Even when Kannberg emerged from the shadows to contribute one or two lead-vocal tracks per album, it was hard to tell what this guy was all about. None of his songs really sounded like one another, and they always seemed to be swimming against whatever stream Pavement were coasting down. Kannberg’s songs could be the comic-relief rejoinders to Malkmus’ heartfelt ballads, but also the tender center in the band’s chaotic collage. When Pavement started veering toward a classically Californian sound, Kannberg maintained their spiritual ties to Manchester; then, right at the moment when Pavement were being celebrated as a corrupting influence on Britpop bands like Blur and Elastica, he started writing Byrds songs.

** Work request 1 **
Answer these questions from the passage about Kannberg:
(a) How many lead-vocal tracks per album did Kannberg contribute?
(b) Which city did Kannberg keep Pavement's spiritual ties to?
(c) What kind of songs did he start writing when Pavement were celebrated as an influence on Britpop bands?
** Work request 2 **
Retype the part of the passage about Kannberg starting at "Even when Kannberg" and ending at "writing Byrds songs.".
** Work request 3 **
Continue the passage about Kannberg and Pavement from its last sentence.
Nothing in the listing is needed for this work.

** Supplied information **

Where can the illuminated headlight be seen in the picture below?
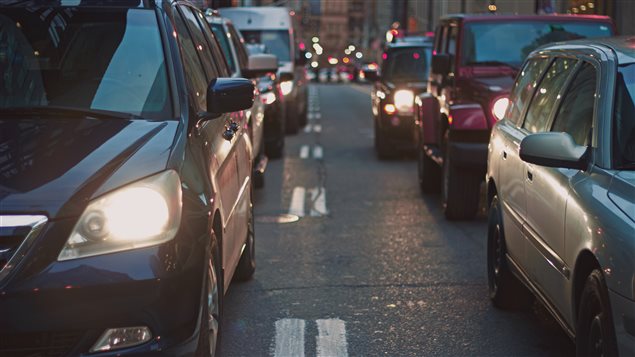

** Answer section 1 **
(a) One or two.
(b) Manchester.
(c) Byrds songs.

** Answer section 2 **
Even when Kannberg emerged from the shadows to contribute one or two lead-vocal tracks per album, it was hard to tell what this guy was all about. None of his songs really sounded like one another, and they always seemed to be swimming against whatever stream Pavement were coasting down. Kannberg’s songs could be the comic-relief rejoinders to Malkmus’ heartfelt ballads, but also the tender center in the band’s chaotic collage. When Pavement started veering toward a classically Californian sound, Kannberg maintained their spiritual ties to Manchester; then, right at the moment when Pavement were being celebrated as a corrupting influence on Britpop bands like Blur and Elastica, he started writing Byrds songs.

** Answer section 3 **
Following Pavement’s initial 1999 dissolution, Kannberg continued to confound as a solo artist. Where Malkmus maintained a steady recording clip with the Jicks, Kannberg has tended to work in fits and starts. After releasing two albums of amiable, ornate indie-rock in the early 2000s as Preston School Of Industry, Kannberg lay low for a half-decade before reviving the Spiral Stairs moniker for 2009’s The Real Feel — only to sideline his solo pursuits for another eight years. But starting with 2017’s Doris And The Daggers, Kannberg ignited the most prolific stretch of his post-Pavement career.

Through it all, we’ve gotten a clearer picture of who Scott Kannberg really is, as he’s applied applied crucial formative influences like the Clean, R.E.M., and the Talking Heads to wry ruminations on aging, fatherhood, the unsettled state of America, and the untimely loss of close friends. His new record, MEDLEY ATTACK!!! is is both his most musically adventurous and open-hearted work to date, fusing Squeeze-inspired soul-pop romps (“Mole”), zoned-out psych-funk jams (“Baron Please –> Medley Attack!!!”), and West African-style guitar sketches (“Hey ’70”) while lyrically grappling with the 2021 death of his long-time bassist Matt Harris (who tragically became Kannberg’s second bandmate to die suddenly in recent years — his drummer, Darius Minwalla, passed away in 2015).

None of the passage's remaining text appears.